Directions —
1. Transcribe the portion of the news report on Schakowsky's deficit plan that begins with "The commission, which" and ends with "and other measures.".
2. Based on the news report on Schakowsky's deficit plan, state why Schakowsky says she cannot support the plan from co-chairs Erskine Bowles and Alan Simpson.

Provided text —
A Democratic member of President Obama's bispartisan deficit commission released her own plan for cutting the deficit today, after rejecting the draft proposal released last week by the deficit commission's co-chairs.
Rep. Jan Schakowsky (D-Ill.) said today her plan could reduce the deficit by $427.75 billion in 2015, surpassing the president's $250 billion target, without burdening the middle class -- something the commission leaders' plan failed to do, she said. Her plan includes proposals to raise taxes and modify Social Security without changing the benefits it pays out, among other things. It also calls for a $200 billion stimulus investment, which would lower the plan's impact on the deficit, but Schakowsky argues it would have long-term beneficial effects.
The plain laid out last week by commission co-chairs Erskine Bowles and Alan Simpson "would have serious consequences for lower and middle class Americans, and that is why I cannot support it," Schakowsky said today. "The middle class did not benefit from the Republican economic policies that led to the current deficit - they were the victims. They should not be called upon to pick up the tab."
The commission, which President Obama created by executive order, is charged with approving of a plan by Dec. 1 and send it to Congress for a vote. In order for the plan to move to Congress, however, 14 of the 18 commission members must agree to it, which seems unlikely given theto the plan from Simpson and Bowles.
That initial draft called for some tax increases, such as a federal gas tax, as well as cuts to Social Security and Medicare.
Schakowsky's plan has some ideas in common with the original plan, such as suggestions to cut agriculture subsidies, as well as to cut the Pentagon budget by more than $100 billion. The congresswoman's plan would achieve defense spending cuts by cutting unnecessary weapons systems, reducing troop levels and other measures.
Her plan also calls for imposing more taxes on companies that outsource jobs and raising revenue in certain ways, such as letting the Bush tax cuts expire for the wealthiest Americans and treating capital gains and dividends as regular income.
Deficit Panel Eyes Deep Social Security Cuts
With respect to Social Security, Schakowsky said today it made no sense to scale back the program.

Provided material —
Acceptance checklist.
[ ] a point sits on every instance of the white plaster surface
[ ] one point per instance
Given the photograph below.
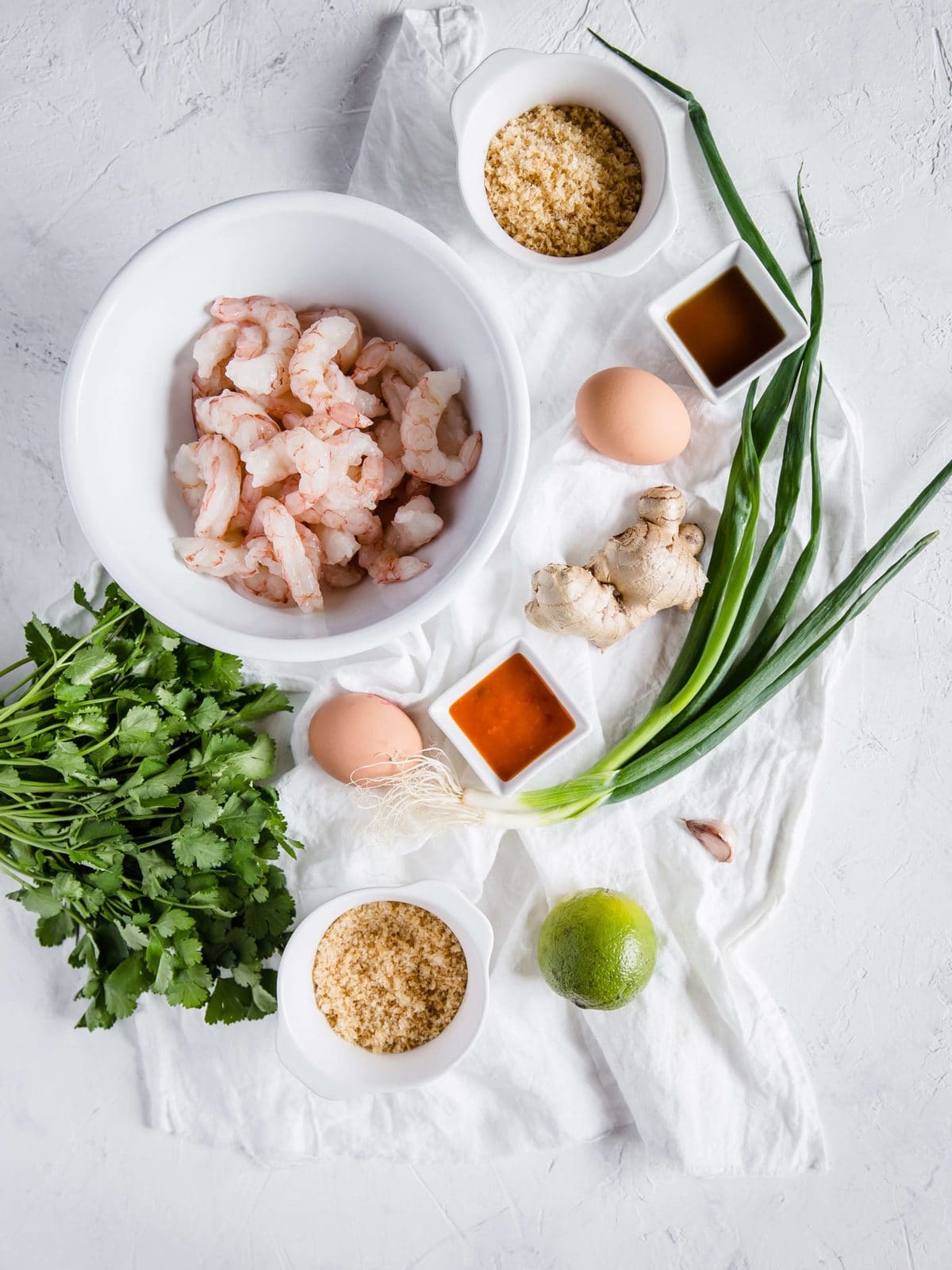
(118, 117)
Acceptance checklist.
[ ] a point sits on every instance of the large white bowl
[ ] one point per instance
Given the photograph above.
(126, 406)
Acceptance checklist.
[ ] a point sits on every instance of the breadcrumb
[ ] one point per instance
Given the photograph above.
(562, 179)
(389, 976)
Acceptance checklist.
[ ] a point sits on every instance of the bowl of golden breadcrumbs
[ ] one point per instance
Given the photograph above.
(562, 162)
(382, 988)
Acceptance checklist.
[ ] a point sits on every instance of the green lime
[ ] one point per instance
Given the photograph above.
(598, 949)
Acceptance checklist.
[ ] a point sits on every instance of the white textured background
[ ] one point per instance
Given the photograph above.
(120, 117)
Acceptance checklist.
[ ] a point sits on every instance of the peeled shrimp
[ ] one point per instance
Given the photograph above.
(418, 431)
(211, 463)
(213, 556)
(287, 454)
(359, 471)
(349, 352)
(188, 478)
(216, 346)
(413, 526)
(262, 584)
(359, 521)
(338, 545)
(236, 418)
(386, 433)
(315, 376)
(267, 372)
(295, 455)
(395, 394)
(384, 564)
(340, 575)
(298, 552)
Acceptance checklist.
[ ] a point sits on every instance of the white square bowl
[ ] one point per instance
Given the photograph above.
(440, 714)
(793, 325)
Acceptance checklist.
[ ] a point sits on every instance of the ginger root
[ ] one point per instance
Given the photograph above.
(649, 567)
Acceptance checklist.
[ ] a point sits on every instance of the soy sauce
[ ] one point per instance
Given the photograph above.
(727, 327)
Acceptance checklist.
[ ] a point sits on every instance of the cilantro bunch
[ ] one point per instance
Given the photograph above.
(131, 816)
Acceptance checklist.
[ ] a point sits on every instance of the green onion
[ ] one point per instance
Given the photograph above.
(727, 668)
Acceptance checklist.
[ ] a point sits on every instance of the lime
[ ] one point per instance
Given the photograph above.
(598, 949)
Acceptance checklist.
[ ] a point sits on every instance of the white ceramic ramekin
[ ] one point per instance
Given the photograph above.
(440, 714)
(513, 80)
(740, 254)
(333, 1067)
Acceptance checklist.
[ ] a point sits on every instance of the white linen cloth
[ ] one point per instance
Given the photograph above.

Your responses —
1.
The commission, which President Obama created by executive order, is charged with approving of a plan by Dec. 1 and send it to Congress for a vote. In order for the plan to move to Congress, however, 14 of the 18 commission members must agree to it, which seems unlikely given theto the plan from Simpson and Bowles.
That initial draft called for some tax increases, such as a federal gas tax, as well as cuts to Social Security and Medicare.
Schakowsky's plan has some ideas in common with the original plan, such as suggestions to cut agriculture subsidies, as well as to cut the Pentagon budget by more than $100 billion. The congresswoman's plan would achieve defense spending cuts by cutting unnecessary weapons systems, reducing troop levels and other measures.

2. Schakowsky says the co-chairs' plan would have serious consequences for lower and middle class Americans. She argues that the middle class did not benefit from the Republican economic policies that led to the current deficit and were instead their victims, so they should not be called upon to pick up the tab.